● Material shown:
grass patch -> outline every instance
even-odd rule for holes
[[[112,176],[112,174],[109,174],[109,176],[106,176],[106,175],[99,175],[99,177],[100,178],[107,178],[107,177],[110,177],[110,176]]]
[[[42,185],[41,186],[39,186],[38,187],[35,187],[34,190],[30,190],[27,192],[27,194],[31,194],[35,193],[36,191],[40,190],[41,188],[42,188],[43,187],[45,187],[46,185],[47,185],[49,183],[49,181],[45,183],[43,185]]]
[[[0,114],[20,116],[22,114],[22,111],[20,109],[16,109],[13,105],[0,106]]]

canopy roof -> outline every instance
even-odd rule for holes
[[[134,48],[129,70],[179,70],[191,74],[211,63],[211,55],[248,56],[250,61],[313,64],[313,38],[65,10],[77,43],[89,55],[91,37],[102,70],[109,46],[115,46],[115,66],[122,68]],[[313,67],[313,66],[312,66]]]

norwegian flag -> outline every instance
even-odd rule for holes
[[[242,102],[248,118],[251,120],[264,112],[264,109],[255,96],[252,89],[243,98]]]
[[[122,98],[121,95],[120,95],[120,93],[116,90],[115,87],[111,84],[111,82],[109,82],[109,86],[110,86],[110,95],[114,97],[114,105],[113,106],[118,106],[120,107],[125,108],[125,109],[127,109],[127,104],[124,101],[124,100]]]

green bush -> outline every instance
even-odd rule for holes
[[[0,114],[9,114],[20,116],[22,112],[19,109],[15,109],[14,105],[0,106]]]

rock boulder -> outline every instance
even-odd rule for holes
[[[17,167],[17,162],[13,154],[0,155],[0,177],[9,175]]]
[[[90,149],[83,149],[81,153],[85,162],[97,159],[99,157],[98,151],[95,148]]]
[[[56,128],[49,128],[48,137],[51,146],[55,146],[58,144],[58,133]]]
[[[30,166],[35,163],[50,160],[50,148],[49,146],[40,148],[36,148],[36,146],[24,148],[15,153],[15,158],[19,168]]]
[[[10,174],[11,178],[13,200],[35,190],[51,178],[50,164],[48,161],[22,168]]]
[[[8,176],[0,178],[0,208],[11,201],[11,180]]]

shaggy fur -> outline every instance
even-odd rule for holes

● Goal:
Reproduce all of the records above, substituting "nonzero winding rule for holes" for each occurrence of "even-odd rule for holes" and keeping every other line unchanged.

● Response to the task:
grass patch -> outline every instance
nonzero winding rule for holes
[[[112,176],[112,174],[109,174],[109,176],[106,176],[106,175],[99,175],[99,177],[100,178],[107,178],[107,177],[110,177],[110,176]]]
[[[42,185],[41,186],[39,186],[38,187],[35,187],[34,190],[30,190],[27,192],[27,194],[31,194],[35,193],[36,191],[40,190],[41,188],[42,188],[43,187],[45,187],[46,185],[47,185],[49,183],[49,181],[45,183],[43,185]]]
[[[0,114],[20,116],[22,114],[22,111],[20,109],[16,109],[13,105],[0,106]]]

canopy roof -> outline every instance
nonzero winding rule for holes
[[[134,48],[129,70],[179,70],[191,74],[211,63],[211,55],[248,56],[250,61],[313,64],[313,38],[65,10],[77,43],[89,55],[91,37],[102,70],[109,46],[115,46],[115,66],[122,68]],[[313,67],[313,66],[312,66]]]

norwegian flag -> outline every instance
nonzero winding rule for holes
[[[242,102],[248,118],[251,120],[264,112],[264,109],[255,96],[252,89],[243,98]]]
[[[122,98],[121,95],[120,95],[120,93],[116,90],[115,87],[111,84],[111,82],[109,82],[109,86],[110,86],[110,95],[114,97],[114,105],[113,106],[118,106],[120,107],[125,108],[125,109],[127,109],[127,104],[124,101],[124,100]]]

green bush -> outline every instance
nonzero winding rule for holes
[[[0,114],[9,114],[20,116],[22,112],[19,109],[15,109],[14,105],[0,106]]]

rock boulder -> outline every instance
nonzero winding rule for holes
[[[17,167],[17,162],[13,154],[0,155],[0,177],[9,175]]]
[[[90,149],[83,149],[81,153],[85,162],[97,159],[99,157],[98,151],[95,148]]]
[[[56,128],[49,128],[48,137],[51,146],[55,146],[58,144],[58,133]]]
[[[30,166],[35,163],[50,160],[50,148],[49,146],[40,148],[36,148],[36,146],[24,148],[15,153],[15,158],[19,168]]]
[[[10,174],[11,178],[13,200],[35,190],[51,178],[50,164],[48,161],[22,168]]]
[[[8,176],[0,178],[0,208],[11,201],[11,180]]]

shaggy fur -> outline every instance
nonzero winding rule for holes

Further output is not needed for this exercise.